WORK TO BE COMPLETED: Count the lines in the items below that contain the word "bush", and reply with that number alone.

-- Start of DATA SHOWN --

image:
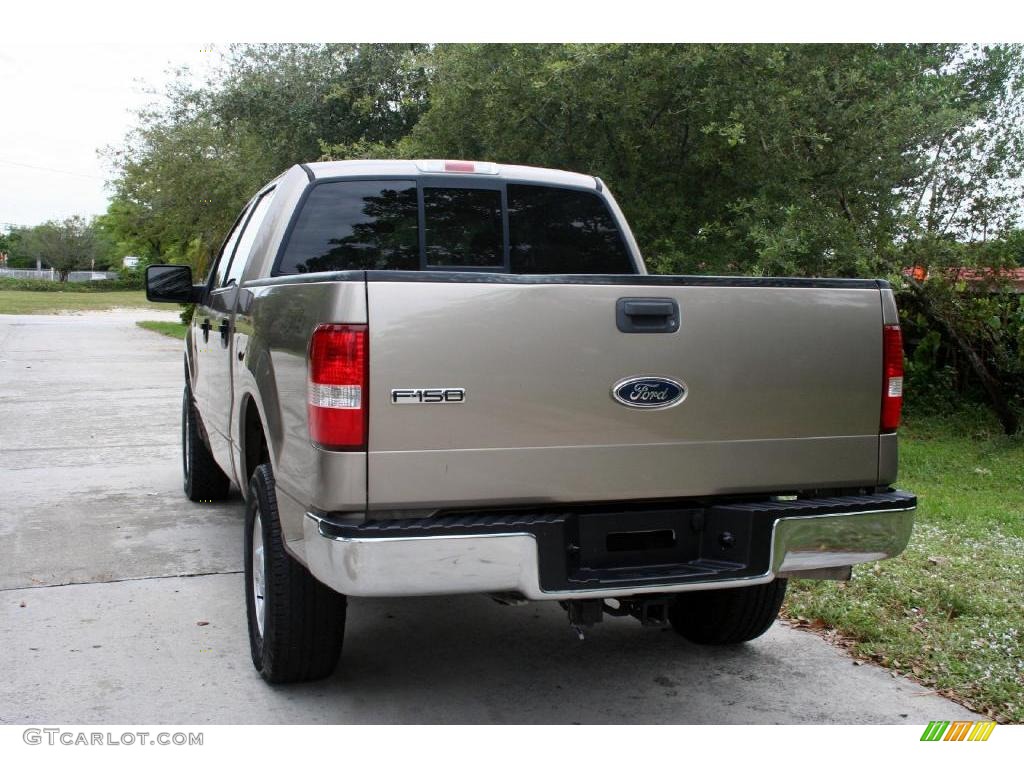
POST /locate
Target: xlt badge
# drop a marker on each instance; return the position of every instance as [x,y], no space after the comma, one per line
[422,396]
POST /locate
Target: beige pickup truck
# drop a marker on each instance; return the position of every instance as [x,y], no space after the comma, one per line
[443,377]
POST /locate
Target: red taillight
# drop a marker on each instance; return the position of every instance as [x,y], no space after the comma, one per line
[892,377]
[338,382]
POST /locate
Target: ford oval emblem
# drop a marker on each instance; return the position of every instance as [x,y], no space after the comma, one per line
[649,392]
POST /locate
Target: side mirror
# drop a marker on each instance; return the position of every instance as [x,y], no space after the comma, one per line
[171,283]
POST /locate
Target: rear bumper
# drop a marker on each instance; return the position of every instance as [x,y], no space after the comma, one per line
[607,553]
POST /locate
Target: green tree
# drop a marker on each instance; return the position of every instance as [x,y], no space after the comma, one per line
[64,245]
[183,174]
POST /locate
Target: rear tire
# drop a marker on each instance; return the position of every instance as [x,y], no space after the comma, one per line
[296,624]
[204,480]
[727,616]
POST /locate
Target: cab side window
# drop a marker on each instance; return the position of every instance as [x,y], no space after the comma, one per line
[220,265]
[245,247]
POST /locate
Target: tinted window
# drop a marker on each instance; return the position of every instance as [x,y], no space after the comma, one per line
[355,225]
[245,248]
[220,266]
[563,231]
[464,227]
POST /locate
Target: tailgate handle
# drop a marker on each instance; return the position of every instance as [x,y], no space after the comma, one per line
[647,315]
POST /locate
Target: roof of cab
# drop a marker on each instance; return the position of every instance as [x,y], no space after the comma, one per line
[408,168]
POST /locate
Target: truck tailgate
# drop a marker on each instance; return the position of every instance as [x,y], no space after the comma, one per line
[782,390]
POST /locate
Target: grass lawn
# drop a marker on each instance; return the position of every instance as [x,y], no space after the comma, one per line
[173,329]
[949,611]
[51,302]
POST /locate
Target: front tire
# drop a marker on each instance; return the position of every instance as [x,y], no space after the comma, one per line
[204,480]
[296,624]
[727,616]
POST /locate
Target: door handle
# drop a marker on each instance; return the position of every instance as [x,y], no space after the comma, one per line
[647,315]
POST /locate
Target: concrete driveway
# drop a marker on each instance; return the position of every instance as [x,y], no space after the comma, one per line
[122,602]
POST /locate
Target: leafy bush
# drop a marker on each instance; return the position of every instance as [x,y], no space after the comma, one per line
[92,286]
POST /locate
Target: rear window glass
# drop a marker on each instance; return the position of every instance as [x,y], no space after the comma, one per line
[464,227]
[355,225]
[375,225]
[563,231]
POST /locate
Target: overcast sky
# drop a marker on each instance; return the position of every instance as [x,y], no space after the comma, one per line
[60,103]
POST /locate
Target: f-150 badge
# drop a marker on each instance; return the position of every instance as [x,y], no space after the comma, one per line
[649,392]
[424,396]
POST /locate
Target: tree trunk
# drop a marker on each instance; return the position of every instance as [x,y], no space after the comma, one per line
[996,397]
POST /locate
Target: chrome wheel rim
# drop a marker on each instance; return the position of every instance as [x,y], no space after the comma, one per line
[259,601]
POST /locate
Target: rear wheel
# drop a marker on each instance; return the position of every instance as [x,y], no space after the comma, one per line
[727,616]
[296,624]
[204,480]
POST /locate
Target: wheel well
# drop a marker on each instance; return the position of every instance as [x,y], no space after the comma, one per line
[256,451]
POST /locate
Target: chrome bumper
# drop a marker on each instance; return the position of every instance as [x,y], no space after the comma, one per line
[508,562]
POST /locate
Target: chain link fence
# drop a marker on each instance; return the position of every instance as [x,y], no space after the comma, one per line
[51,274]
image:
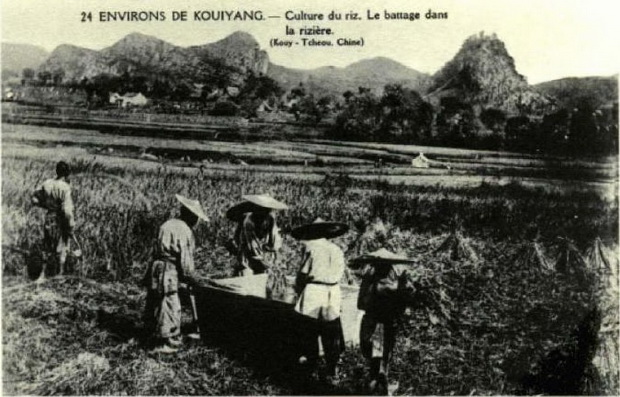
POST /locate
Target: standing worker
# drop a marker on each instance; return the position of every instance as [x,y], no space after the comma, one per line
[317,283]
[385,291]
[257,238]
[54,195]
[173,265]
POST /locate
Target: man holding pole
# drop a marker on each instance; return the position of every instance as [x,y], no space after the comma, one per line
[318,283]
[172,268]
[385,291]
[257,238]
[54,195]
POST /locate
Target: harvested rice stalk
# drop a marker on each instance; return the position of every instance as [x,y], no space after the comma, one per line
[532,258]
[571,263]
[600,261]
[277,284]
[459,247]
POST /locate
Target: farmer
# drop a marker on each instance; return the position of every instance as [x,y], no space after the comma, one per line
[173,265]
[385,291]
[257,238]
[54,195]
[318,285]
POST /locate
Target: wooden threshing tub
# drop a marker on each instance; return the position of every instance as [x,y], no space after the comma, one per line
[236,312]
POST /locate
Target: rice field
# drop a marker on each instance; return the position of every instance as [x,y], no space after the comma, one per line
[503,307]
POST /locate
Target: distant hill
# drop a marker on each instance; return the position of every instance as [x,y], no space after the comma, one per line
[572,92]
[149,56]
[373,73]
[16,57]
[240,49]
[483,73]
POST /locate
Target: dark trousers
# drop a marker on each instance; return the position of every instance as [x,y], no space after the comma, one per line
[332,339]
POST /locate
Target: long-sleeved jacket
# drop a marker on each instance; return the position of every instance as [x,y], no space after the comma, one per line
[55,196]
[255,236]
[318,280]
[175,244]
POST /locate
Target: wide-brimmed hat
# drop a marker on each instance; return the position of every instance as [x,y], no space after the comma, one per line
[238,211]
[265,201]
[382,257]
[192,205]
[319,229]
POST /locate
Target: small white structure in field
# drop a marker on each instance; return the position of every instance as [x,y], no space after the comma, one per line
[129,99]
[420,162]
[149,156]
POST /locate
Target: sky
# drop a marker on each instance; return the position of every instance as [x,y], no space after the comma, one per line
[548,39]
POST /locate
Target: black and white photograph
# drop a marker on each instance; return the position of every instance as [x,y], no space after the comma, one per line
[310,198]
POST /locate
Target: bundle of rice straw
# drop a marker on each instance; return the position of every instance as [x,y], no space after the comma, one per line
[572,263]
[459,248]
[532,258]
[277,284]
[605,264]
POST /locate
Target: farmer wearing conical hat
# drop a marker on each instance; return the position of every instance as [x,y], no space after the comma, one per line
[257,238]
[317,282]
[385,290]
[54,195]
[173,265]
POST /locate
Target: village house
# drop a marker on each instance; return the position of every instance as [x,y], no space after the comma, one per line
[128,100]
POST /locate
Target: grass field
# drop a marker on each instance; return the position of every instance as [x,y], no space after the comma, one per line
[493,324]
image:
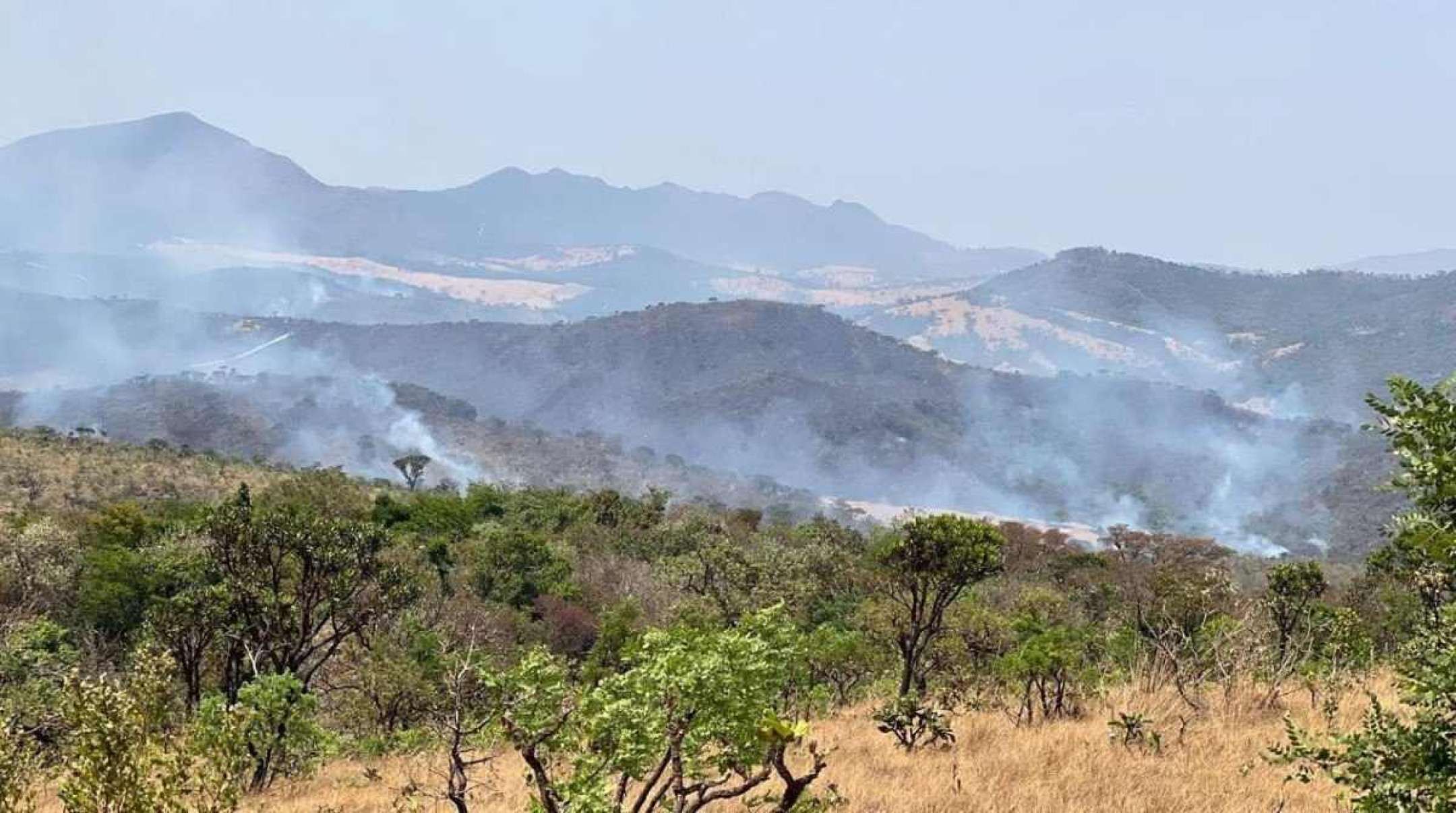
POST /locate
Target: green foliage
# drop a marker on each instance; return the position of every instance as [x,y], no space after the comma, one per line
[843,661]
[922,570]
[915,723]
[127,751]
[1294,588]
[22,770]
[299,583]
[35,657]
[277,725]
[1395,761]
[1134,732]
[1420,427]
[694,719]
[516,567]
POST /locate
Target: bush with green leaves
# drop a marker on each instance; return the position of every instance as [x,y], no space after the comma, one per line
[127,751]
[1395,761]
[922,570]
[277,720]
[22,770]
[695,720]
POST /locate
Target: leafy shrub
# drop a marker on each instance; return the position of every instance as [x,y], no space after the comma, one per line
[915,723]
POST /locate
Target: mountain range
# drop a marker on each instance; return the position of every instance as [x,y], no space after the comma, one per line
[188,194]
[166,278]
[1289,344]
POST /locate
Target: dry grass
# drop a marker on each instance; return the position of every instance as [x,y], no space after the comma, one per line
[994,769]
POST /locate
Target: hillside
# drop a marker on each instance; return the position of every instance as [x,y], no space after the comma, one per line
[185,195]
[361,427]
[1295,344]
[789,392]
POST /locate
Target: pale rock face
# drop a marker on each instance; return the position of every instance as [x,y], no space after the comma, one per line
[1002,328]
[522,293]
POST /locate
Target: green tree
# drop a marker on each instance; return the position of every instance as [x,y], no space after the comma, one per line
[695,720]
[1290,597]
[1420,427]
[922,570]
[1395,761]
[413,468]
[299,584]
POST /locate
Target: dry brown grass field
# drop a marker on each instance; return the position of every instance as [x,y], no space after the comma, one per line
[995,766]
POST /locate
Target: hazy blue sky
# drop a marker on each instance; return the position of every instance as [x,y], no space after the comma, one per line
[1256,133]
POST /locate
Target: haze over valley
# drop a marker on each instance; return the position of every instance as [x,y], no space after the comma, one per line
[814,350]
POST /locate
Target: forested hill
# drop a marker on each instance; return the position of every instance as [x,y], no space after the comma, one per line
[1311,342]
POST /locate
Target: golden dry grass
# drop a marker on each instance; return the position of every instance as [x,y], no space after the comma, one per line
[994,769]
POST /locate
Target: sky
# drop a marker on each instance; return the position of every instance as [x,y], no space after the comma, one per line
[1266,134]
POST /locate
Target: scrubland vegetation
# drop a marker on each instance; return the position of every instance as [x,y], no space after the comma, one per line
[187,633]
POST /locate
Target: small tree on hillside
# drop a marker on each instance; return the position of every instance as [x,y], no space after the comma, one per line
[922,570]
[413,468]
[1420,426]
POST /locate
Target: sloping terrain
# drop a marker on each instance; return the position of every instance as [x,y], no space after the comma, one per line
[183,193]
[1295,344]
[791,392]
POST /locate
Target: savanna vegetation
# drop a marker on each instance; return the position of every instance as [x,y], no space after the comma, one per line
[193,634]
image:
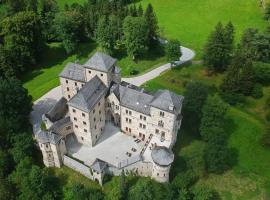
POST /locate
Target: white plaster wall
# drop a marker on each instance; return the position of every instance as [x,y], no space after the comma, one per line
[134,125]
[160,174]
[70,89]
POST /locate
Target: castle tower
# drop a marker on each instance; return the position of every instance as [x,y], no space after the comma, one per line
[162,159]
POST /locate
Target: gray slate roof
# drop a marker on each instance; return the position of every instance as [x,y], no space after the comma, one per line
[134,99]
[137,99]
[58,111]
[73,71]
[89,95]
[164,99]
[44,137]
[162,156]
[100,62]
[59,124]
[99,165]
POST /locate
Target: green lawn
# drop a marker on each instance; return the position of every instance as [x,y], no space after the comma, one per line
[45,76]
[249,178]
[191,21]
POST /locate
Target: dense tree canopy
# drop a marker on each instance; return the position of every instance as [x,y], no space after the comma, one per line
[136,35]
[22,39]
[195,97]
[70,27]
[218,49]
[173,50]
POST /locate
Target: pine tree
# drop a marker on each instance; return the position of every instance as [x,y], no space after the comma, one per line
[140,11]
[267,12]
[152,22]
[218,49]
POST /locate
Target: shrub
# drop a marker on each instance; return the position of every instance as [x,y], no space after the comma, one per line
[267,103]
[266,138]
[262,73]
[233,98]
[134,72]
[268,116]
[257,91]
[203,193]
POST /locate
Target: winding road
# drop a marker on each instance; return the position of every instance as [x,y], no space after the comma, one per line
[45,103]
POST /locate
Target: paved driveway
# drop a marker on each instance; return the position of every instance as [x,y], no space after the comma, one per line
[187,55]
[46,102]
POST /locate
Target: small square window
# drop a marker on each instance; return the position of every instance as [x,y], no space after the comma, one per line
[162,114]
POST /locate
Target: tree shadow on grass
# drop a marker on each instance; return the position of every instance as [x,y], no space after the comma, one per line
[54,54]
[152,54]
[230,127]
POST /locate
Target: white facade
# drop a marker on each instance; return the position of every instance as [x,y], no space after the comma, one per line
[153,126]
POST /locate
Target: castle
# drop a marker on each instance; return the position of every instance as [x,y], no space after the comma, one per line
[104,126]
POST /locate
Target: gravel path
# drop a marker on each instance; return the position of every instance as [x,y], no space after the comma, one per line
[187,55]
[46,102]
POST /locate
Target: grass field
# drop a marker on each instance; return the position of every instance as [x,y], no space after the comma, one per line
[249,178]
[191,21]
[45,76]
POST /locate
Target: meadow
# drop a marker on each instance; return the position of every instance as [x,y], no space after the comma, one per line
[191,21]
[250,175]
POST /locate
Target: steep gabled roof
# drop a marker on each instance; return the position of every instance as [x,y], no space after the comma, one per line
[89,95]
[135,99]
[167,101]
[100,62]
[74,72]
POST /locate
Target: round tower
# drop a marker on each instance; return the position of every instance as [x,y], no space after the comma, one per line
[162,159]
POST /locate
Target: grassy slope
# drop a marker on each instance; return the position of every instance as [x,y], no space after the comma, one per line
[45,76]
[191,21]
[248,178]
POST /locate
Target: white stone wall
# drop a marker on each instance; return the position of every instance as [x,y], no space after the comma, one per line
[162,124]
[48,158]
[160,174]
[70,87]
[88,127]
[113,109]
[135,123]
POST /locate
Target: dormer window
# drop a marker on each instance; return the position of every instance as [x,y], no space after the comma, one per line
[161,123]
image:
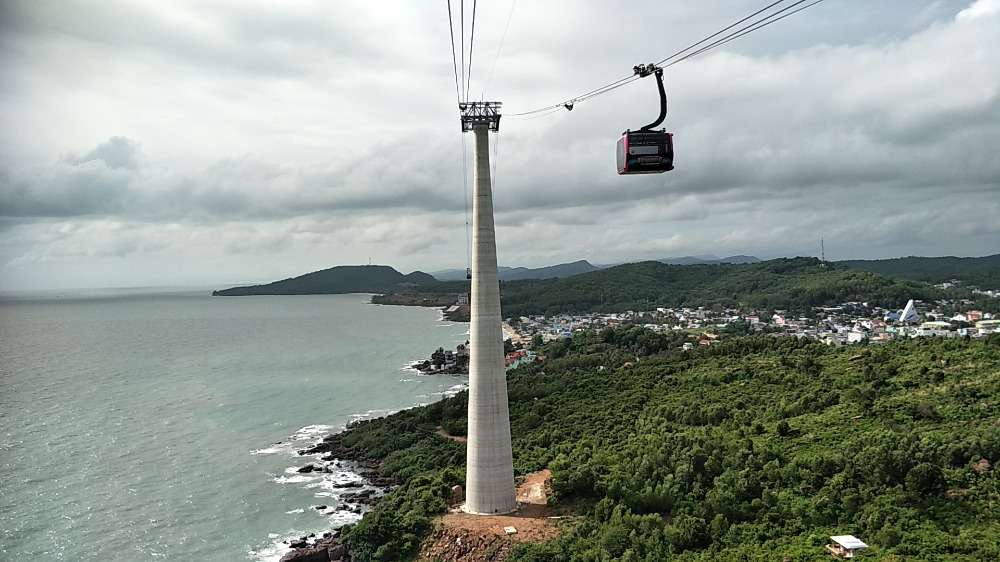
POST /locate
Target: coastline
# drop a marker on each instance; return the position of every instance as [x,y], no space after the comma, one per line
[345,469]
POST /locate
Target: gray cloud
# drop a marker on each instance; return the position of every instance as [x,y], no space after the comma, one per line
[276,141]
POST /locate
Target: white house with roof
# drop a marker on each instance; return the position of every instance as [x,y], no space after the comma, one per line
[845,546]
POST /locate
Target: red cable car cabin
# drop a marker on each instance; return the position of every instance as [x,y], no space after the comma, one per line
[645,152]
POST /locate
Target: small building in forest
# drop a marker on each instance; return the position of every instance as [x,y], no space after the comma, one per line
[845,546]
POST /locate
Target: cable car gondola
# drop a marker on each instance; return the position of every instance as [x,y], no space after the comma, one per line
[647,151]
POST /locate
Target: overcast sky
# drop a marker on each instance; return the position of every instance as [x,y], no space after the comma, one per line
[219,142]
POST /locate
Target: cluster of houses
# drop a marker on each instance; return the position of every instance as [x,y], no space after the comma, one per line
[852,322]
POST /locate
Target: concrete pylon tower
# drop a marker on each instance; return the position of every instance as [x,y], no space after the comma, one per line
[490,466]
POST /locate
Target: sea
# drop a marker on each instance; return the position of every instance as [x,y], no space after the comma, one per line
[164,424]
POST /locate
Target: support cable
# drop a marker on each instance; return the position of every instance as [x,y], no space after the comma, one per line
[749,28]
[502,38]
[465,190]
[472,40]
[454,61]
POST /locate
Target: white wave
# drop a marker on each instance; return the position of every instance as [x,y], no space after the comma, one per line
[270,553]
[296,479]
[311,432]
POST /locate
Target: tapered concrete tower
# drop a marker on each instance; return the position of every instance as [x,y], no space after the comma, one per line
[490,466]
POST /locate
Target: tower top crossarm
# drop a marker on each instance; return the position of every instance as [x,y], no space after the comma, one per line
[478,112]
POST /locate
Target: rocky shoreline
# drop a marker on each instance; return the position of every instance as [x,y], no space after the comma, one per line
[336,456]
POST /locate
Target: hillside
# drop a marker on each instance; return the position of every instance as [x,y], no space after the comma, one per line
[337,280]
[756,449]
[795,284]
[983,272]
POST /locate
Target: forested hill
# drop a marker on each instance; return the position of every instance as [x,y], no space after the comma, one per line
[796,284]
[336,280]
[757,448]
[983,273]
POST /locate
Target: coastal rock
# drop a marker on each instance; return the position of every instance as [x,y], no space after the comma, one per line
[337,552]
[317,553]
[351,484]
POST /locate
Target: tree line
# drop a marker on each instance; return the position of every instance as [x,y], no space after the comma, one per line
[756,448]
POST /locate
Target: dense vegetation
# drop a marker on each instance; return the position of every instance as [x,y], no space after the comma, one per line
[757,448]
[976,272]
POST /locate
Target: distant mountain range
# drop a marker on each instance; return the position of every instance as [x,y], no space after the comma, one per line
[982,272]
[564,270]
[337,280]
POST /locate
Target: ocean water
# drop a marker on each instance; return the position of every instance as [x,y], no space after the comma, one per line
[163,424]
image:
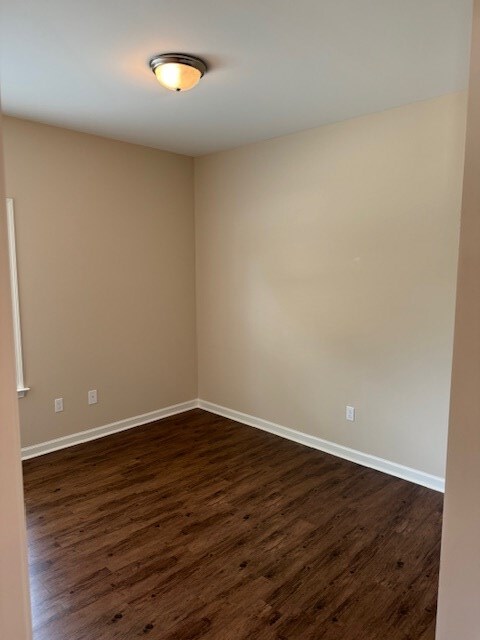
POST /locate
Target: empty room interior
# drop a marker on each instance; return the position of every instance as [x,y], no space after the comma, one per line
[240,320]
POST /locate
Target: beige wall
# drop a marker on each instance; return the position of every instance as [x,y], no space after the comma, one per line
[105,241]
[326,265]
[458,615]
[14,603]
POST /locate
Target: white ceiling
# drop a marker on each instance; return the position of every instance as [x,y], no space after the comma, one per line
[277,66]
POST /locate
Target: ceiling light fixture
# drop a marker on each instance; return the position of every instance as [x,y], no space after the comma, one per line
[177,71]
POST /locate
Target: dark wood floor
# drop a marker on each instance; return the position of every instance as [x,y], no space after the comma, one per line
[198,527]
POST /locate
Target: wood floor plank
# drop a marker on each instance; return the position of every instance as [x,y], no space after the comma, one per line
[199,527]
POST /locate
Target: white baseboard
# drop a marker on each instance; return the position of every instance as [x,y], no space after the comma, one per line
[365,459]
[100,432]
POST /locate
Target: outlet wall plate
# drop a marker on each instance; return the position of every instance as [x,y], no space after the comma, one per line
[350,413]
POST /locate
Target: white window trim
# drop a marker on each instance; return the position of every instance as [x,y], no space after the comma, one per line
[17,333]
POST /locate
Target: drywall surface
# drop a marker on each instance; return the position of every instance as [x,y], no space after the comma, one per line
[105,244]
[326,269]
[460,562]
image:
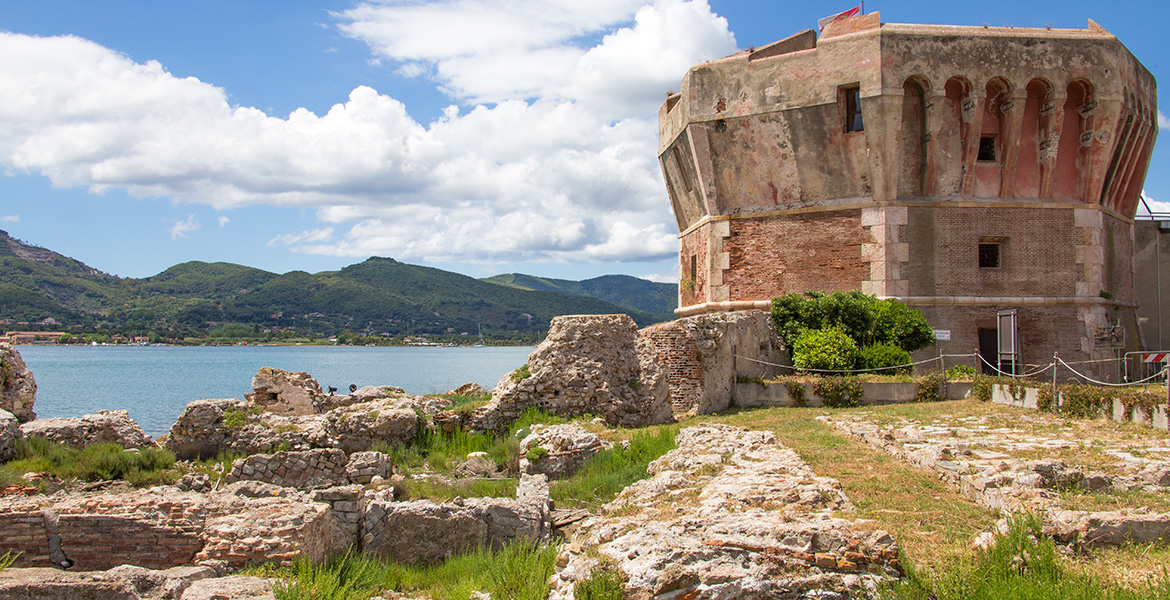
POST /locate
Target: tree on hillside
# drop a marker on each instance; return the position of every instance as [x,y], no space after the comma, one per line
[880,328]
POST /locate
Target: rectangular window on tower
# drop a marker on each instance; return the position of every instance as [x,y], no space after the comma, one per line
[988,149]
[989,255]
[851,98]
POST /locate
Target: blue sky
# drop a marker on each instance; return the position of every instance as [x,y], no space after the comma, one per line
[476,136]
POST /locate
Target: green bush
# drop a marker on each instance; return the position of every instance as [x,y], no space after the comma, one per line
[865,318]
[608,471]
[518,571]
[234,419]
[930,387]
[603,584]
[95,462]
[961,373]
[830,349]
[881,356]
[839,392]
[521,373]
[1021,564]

-- End of DATA SHOWN --

FULL SOLUTION: 3